*To do*. From the records below, find each line with the string "tights" and copy it.

(Stored data entries)
....

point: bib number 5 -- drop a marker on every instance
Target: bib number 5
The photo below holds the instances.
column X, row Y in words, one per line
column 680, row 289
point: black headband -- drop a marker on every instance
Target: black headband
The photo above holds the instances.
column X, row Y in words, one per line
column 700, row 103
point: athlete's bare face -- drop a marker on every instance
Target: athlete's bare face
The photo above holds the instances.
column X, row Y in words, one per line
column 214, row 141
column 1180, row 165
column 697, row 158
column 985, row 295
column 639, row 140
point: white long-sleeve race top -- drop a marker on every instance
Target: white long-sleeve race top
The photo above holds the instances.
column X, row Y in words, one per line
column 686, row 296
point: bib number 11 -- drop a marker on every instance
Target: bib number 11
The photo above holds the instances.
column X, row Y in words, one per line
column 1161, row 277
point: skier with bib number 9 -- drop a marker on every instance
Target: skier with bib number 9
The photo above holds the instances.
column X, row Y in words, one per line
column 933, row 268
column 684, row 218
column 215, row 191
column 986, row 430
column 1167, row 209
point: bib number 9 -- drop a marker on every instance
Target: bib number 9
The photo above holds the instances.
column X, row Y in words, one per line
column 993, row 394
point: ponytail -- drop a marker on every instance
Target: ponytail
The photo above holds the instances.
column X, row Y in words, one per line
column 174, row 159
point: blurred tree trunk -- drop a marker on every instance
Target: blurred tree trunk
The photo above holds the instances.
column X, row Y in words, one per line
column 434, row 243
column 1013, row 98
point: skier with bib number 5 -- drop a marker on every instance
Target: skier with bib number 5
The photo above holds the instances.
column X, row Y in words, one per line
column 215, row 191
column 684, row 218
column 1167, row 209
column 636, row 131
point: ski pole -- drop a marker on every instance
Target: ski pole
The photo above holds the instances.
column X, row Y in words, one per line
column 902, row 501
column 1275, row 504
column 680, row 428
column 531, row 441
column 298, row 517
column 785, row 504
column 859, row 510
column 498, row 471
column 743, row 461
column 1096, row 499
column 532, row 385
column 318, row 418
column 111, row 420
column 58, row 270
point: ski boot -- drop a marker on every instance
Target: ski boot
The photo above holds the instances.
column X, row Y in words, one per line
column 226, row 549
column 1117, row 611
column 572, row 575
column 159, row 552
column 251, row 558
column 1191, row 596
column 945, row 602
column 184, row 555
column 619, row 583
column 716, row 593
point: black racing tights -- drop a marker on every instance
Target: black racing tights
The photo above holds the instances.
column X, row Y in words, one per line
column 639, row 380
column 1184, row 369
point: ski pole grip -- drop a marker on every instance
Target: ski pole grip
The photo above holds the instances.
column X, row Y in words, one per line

....

*Exercise solution*.
point: black racing tights -- drop a marker on every instance
Target: black racing tights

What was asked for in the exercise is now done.